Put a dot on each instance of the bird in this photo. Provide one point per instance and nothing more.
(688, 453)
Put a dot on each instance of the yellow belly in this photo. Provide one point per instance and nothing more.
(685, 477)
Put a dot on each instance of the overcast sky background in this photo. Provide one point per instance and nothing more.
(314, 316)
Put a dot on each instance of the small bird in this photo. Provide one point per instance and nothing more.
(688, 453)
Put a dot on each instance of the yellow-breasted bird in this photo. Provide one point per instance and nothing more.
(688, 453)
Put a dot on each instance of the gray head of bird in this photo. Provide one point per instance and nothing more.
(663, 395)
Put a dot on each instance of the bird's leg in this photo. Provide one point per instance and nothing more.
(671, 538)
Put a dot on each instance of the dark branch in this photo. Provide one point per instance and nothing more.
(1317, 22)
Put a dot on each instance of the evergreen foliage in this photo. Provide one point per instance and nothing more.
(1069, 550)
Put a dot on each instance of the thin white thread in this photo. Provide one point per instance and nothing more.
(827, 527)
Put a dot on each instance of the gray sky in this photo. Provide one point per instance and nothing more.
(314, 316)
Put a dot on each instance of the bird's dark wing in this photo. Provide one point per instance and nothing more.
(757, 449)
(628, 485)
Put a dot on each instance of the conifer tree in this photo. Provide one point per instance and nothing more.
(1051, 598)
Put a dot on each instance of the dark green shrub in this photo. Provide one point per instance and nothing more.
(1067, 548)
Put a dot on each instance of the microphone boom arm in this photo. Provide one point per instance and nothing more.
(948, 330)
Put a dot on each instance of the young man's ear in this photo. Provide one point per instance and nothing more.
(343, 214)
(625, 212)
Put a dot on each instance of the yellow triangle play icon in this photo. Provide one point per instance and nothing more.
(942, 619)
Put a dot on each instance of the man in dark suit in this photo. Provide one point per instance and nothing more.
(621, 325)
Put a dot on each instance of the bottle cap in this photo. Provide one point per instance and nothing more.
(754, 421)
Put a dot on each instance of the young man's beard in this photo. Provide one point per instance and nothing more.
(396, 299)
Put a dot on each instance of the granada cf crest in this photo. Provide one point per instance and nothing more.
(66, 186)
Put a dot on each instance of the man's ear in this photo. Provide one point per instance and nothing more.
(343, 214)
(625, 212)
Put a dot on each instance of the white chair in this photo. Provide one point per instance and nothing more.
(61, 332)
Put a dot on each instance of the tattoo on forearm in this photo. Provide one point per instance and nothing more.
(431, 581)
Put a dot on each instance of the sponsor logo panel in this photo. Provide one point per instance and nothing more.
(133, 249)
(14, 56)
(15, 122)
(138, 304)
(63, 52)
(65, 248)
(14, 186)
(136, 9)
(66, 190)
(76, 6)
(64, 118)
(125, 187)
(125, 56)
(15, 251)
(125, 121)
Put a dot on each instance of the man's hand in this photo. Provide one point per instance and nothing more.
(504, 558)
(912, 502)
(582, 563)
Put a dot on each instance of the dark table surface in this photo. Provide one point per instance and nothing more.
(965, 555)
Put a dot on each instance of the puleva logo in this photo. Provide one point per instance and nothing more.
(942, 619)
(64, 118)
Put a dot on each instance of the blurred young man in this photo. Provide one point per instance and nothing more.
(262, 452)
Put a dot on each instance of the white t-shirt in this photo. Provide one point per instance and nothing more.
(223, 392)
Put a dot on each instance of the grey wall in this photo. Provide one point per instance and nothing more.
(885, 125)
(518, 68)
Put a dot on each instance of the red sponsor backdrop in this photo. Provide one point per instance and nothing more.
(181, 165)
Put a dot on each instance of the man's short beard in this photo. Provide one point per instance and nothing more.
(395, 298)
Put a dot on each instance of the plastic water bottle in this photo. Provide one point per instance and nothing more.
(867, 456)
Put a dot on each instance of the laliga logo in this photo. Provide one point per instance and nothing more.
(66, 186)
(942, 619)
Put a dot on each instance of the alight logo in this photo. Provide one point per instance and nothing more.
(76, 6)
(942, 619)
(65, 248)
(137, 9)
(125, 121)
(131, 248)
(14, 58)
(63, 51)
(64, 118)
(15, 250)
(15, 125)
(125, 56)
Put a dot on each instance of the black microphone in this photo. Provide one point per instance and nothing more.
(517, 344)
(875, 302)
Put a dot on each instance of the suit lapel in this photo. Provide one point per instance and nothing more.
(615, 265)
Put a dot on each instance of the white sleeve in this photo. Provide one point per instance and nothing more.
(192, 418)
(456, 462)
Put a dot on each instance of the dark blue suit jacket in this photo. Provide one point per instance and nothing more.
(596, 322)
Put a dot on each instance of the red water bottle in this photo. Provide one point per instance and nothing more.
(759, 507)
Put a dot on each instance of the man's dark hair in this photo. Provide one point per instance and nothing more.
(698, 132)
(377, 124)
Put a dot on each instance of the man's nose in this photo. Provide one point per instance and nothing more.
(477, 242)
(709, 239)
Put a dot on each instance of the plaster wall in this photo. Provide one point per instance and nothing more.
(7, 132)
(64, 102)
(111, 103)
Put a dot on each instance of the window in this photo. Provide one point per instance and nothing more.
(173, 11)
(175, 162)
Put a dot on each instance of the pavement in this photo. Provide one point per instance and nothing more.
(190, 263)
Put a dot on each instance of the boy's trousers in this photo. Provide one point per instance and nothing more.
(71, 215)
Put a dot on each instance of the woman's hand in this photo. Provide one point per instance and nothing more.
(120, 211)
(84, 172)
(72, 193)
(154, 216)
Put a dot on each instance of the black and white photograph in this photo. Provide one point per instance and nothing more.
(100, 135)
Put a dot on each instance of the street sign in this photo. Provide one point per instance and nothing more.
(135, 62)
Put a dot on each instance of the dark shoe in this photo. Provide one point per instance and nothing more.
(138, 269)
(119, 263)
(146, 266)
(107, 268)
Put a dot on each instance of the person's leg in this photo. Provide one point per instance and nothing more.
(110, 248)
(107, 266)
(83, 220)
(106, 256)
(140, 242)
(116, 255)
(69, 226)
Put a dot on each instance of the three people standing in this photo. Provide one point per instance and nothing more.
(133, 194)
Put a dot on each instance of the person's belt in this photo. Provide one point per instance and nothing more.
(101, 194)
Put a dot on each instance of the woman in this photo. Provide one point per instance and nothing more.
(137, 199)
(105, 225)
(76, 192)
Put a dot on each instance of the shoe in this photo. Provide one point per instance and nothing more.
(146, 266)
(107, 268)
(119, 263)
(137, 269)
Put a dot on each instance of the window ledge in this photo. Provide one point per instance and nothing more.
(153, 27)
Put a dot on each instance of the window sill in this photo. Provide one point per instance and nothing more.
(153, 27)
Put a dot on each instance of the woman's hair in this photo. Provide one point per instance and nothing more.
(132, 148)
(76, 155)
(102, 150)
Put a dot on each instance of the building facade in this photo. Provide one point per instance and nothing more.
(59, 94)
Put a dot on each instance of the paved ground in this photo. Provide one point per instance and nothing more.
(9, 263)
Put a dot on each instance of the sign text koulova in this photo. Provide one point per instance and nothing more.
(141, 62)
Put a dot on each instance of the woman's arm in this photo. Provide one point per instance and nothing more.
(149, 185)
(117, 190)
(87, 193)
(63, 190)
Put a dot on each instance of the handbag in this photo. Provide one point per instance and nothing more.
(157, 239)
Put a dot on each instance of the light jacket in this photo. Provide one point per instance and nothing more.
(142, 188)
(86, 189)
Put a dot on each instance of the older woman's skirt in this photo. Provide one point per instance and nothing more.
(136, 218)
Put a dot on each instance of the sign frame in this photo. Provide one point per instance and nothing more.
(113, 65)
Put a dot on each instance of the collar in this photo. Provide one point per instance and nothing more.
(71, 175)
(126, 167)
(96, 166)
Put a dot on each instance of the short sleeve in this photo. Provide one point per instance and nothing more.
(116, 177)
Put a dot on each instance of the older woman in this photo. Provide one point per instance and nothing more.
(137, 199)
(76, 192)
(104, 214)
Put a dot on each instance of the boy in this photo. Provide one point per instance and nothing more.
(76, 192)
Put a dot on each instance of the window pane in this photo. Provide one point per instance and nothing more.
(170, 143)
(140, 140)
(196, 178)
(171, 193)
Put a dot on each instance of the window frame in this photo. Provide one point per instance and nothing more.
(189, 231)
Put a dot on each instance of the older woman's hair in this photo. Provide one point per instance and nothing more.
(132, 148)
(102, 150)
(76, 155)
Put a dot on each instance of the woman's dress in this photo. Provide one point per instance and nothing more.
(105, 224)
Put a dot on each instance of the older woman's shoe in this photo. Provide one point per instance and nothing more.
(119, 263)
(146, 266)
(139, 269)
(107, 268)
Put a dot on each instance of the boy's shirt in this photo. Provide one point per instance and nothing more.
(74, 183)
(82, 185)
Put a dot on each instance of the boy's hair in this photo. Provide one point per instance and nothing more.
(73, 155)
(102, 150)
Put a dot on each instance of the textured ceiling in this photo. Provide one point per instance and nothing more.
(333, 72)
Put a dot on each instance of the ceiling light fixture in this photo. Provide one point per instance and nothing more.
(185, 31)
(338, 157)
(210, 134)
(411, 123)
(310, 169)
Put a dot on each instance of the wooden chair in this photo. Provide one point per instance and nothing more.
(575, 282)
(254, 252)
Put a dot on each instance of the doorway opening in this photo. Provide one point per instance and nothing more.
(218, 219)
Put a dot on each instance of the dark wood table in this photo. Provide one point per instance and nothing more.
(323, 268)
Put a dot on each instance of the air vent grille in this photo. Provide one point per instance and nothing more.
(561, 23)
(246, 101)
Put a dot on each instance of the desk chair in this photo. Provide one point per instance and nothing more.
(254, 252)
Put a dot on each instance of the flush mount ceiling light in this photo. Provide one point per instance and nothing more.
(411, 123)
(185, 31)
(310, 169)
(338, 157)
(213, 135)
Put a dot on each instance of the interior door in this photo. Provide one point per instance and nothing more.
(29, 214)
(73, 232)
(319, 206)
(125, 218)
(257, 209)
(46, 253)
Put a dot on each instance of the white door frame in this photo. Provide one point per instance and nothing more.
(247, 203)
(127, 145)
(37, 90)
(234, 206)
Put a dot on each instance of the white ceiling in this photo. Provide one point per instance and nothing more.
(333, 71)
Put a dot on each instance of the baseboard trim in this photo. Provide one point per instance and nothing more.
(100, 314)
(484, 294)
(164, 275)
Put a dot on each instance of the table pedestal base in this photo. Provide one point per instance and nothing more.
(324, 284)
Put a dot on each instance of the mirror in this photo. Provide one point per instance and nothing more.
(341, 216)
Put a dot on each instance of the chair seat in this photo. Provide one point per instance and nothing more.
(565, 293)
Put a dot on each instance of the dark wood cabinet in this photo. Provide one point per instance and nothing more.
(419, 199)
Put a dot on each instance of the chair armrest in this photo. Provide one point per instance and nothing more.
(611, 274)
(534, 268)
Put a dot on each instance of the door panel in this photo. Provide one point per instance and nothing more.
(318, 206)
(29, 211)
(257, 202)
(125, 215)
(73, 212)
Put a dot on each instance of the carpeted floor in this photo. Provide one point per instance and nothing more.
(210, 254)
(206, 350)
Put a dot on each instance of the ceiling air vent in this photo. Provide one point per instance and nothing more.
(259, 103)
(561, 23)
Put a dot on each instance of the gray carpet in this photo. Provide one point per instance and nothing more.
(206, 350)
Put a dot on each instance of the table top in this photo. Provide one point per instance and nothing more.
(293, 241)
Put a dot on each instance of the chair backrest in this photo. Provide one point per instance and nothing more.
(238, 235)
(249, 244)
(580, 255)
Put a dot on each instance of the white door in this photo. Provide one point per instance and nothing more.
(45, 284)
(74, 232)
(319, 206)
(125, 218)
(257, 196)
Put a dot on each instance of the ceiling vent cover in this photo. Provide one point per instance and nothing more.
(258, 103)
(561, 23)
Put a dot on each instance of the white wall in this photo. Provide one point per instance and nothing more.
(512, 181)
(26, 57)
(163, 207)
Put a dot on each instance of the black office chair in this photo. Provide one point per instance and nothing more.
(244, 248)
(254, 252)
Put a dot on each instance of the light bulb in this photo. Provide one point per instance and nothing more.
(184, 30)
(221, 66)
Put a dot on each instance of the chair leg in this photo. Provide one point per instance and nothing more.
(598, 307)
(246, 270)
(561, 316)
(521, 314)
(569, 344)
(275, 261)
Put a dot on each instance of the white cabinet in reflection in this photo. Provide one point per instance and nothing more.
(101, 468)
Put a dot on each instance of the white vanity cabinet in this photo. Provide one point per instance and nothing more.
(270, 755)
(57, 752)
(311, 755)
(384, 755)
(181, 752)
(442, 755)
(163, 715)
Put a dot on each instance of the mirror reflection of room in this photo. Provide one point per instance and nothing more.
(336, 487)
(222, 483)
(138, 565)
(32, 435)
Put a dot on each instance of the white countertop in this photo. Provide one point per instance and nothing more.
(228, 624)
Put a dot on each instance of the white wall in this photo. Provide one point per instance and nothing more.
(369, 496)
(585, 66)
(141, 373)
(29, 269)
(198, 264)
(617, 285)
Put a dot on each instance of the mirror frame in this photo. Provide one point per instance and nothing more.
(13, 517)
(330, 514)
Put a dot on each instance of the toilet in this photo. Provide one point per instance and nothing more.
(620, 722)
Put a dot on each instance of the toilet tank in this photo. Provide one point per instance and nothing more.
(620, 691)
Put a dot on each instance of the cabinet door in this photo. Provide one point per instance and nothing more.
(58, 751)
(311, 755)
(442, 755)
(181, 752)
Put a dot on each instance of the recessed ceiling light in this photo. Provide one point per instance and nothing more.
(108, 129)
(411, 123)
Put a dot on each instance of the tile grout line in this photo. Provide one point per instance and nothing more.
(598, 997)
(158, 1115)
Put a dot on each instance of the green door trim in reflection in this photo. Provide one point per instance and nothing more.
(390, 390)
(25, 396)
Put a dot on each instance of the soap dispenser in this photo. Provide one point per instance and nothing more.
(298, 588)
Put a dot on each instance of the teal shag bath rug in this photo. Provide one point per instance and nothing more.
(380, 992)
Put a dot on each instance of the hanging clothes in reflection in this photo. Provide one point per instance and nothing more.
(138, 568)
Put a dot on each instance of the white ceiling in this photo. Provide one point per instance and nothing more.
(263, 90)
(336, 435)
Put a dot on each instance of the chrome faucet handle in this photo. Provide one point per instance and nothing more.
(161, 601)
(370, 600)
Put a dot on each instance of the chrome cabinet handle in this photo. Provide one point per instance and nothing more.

== TASK GOAL ==
Everything from the line containing "Put a dot on each instance of the cabinet" through the last line of the records must be given again exactly; leave out all other lines.

== FINISHED TASK ==
Put a dot on each instance of the cabinet door in this photo. Provide one point per instance and nothing more.
(58, 751)
(311, 755)
(442, 755)
(181, 752)
Put a dot on each instance of the recessed ceiling light in this photo. Provide one point per instance and nothing more.
(108, 129)
(411, 123)
Put a dot on each instance of the tile grout line in this photo. Provide one point per instance and nothing more.
(598, 997)
(158, 1115)
Put a dot on each instance of the green door trim in reflection in this photo. Provide one point per instance and nothing more.
(390, 390)
(25, 396)
Put a dot on each instance of the soap dispenser in this photo. Provide one point per instance and nothing more.
(298, 588)
Put a dot on each instance of the teal shag bath rug in this photo. Provide one point per instance and nothing more.
(380, 992)
Put a dot on each instance of the hanging clothes in reflection in this photo. Provide one point per instance and nothing more.
(138, 568)
Put a dot on each instance of the white ceiling in this photo. Provide one point per instance and nothing more.
(263, 90)
(336, 435)
Put a dot on each instance of the chrome faucet handle in this photo. Provide one point per instance and nothing more.
(161, 601)
(370, 600)
Put a dot on each instance of the chrome cabinet handle in this photo. Provide one point per instance and nothing more.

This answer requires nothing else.